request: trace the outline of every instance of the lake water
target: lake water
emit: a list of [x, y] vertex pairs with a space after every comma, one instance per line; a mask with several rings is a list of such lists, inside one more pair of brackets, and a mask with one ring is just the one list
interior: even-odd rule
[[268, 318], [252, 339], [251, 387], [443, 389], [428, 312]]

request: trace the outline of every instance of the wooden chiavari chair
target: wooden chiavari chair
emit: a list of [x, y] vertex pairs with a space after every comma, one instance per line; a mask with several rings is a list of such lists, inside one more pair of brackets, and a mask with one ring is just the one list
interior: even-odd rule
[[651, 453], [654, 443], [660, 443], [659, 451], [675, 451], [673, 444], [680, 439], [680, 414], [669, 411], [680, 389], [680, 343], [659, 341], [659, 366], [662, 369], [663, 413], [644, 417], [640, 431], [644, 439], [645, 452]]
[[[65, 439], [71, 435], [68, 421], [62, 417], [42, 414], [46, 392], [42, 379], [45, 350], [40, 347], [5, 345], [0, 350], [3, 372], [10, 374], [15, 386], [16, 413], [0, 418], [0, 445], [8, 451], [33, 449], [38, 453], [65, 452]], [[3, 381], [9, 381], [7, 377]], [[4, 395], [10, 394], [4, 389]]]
...
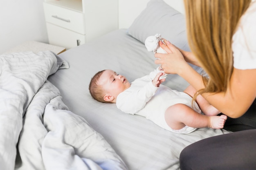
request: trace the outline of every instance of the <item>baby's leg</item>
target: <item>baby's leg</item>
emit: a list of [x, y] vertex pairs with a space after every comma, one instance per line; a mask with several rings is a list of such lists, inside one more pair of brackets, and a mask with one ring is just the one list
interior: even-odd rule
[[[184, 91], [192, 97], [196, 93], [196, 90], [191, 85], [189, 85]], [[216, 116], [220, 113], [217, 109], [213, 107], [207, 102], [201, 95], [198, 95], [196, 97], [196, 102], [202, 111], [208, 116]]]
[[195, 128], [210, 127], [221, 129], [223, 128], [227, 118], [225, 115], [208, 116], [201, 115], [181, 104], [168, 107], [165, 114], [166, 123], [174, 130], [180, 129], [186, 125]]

SET EXERCISE: Rewrite the lines from the one containing "request: trace the outline of every instance of the lake" through the one containing "[[268, 318], [252, 339], [251, 387], [443, 389], [428, 312]]", changing "even-odd rule" to "nonzero winding rule" and keeping everything else the same.

THE SOLUTION:
request: trace the outline of every instance of the lake water
target: lake water
emit: a list of [x, y] vertex pairs with a space after every comma, one instance per line; a mask with several rings is a list of such lists, inside one more pair of brackets, and a mask with one ring is just the one list
interior: nonzero winding rule
[[268, 318], [252, 339], [251, 387], [443, 389], [428, 312]]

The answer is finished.